■ MATERIAL

'''

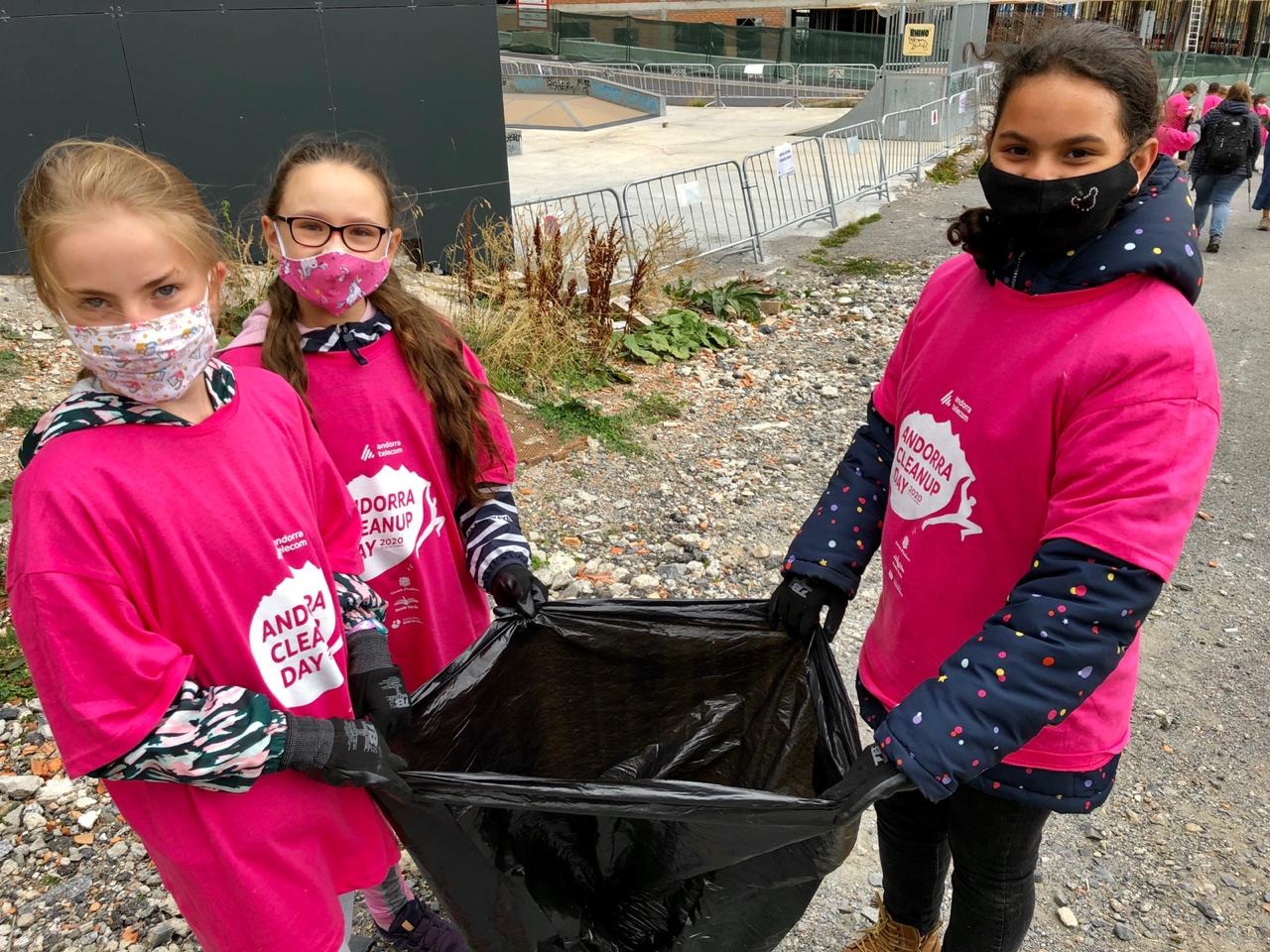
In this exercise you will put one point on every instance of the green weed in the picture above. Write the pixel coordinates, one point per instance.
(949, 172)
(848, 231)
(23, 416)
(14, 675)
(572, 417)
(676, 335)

'''
'''

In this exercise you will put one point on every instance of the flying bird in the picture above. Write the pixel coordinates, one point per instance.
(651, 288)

'''

■ EXERCISE AIM
Report every line in the entries above that contains the word "coordinates", treating uppercase and lowercase letters as different.

■ IN RESPONSE
In this exercise you will put one point on every instance of the green weed in the picture above. Write the pixel coordinates, one point per instance.
In this exercise you will put one point on every instance of the flying bird in the picture above. Write the pixel coordinates, one point per instance.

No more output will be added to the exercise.